#### Reading text:
— begin —

# October ScoTTish Meet



## dzTT (Mar 11, 2009)

Hello Folks,

Been on audi-sport.net and they have arranged a meet at Edinburgh Audi for the 7th of October at 12:00.

They had one last month at Glasgow Audi and it was a great success so they've moved to a new location for this one. I've spoke with the guy that is arranging it and he is more than happy for the TT mob to attend. There is around 10 cars confirmed attending so far they are all a mixture of different Audis and there is space allocated to us for upto 30.

If anyone is up for this let me know and I'll get a list sorted on here and I'll update the list on audi-sport.net

Should be a good one and it will be good to catch up with everyone again

All those wishing to attend if you could all confirm by the week before so I can pass the numbers on.
So far we have:
1. dzTT - confirmed
2. jimmyf - confirmed
3. saffy
4. ChallonaTTer - confirmed
5. missile
6. genie_v1 - confirmed
7. DannyH76 - confirmed
8. blackers - if he can recover in time
9. weebeasttie - confirmed
10. big_ab
11. cheechy - confirmed
12. phope
13. MonTheFish
14.V6Rul
15.bunnywarren80
16. trev - confirmed

Cheers
Dazz


----------



## Wallsendmag (Feb 12, 2004)

— end —

#### Record list:
— begin —

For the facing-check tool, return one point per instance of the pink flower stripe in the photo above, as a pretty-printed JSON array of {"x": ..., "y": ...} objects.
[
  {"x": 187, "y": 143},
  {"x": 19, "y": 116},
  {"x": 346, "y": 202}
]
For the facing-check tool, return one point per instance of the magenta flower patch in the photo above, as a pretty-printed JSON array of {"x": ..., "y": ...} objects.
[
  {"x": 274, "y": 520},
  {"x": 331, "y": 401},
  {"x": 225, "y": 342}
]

— end —
— begin —

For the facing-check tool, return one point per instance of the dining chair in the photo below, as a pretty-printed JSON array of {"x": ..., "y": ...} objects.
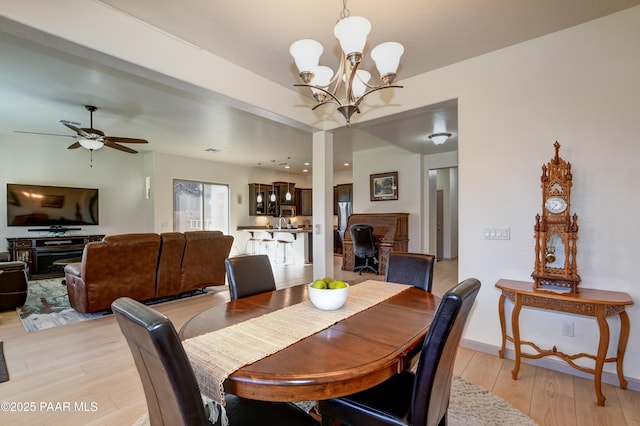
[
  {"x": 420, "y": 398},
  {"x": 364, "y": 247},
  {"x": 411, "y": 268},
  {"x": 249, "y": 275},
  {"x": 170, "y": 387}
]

— end —

#### Problems to solve:
[1] According to the forum thread about the October meet, why should people who want to attend confirm by the week before? Answer in one to three sentences.
[2] Rewrite the paragraph in the forum thread about the October meet that begins "They had one last month" as a short bulleted list that keeps its main facts.
[3] Extend the forum thread about the October meet by writing the next post, starting after its final line.
The material comes from a different source than the forum thread.

#### Solved problems:
[1] Attendees should confirm by the week before so that the organizer can pass the numbers on to the people arranging the meet.

[2]
- Last month's meet at Glasgow Audi was a great success, so this one has moved to a new location.
- The organizer is more than happy for TT owners to attend.
- About 10 cars, a mix of different Audis, are confirmed so far.
- Space has been set aside for up to 30 of the TT group's cars.

[3]
We could be up for this


----------



## jimmyf (Oct 12, 2010)

Looks good Dazz, think I'd be ok for that


----------



## Saffy (Oct 28, 2008)

I would be up for this depending on work though


----------



## ChallonaTTer (Dec 28, 2011)

Hi Darron,
Count me in as well,haven't met any fellow members yet.


----------



## missile (Jul 18, 2011)

I would like to attend. Can you give us a link to the thread on audi-sport.net or some details of what will be happening?


----------



## dzTT (Mar 11, 2009)

I'll get more details off the audi-sport.net website. heres the link http://www.audi-sport.net/vb/scotland/166390-edinburgh-meet.html
although the thread is very much a scottish thread on here...they also diversify from the subject must be a scottish thing :lol:


----------



## dzTT (Mar 11, 2009)

Forgot to add. Its at audi sigthill between 12:00 and 16:00 on the sunday


----------



## genie_v1 (Aug 2, 2002)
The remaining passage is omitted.